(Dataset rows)
◇ ◇ ◇ ◇ ◇ ◇ ◇
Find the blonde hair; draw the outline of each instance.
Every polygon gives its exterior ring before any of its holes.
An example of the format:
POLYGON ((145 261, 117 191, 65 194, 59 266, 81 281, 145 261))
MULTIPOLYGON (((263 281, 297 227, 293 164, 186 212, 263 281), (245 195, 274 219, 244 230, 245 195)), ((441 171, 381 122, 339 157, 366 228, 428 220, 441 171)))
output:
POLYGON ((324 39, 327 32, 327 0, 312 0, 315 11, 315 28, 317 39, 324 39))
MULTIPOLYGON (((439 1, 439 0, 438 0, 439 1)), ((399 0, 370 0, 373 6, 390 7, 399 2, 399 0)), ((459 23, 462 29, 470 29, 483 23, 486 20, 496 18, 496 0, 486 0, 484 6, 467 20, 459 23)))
◇ ◇ ◇ ◇ ◇ ◇ ◇
_STATED EXERCISE:_ Copy every one of the records above word for word, keeping each line and number unchanged.

_EXERCISE ANSWER:_
Find the blonde hair; draw the outline of each instance.
Every polygon gives its exterior ring before any of its holes.
An example of the format:
POLYGON ((145 261, 117 191, 65 194, 59 266, 81 281, 145 261))
MULTIPOLYGON (((263 281, 297 227, 293 164, 186 212, 263 281), (245 195, 274 219, 244 230, 245 195)), ((441 171, 381 122, 339 157, 366 228, 428 220, 441 171)))
output:
POLYGON ((324 39, 327 32, 327 0, 312 0, 315 11, 315 28, 317 39, 324 39))
MULTIPOLYGON (((439 1, 439 0, 438 0, 439 1)), ((399 0, 370 0, 373 6, 390 7, 399 2, 399 0)), ((459 23, 462 29, 470 29, 483 23, 486 20, 496 18, 496 0, 486 0, 484 6, 467 20, 459 23)))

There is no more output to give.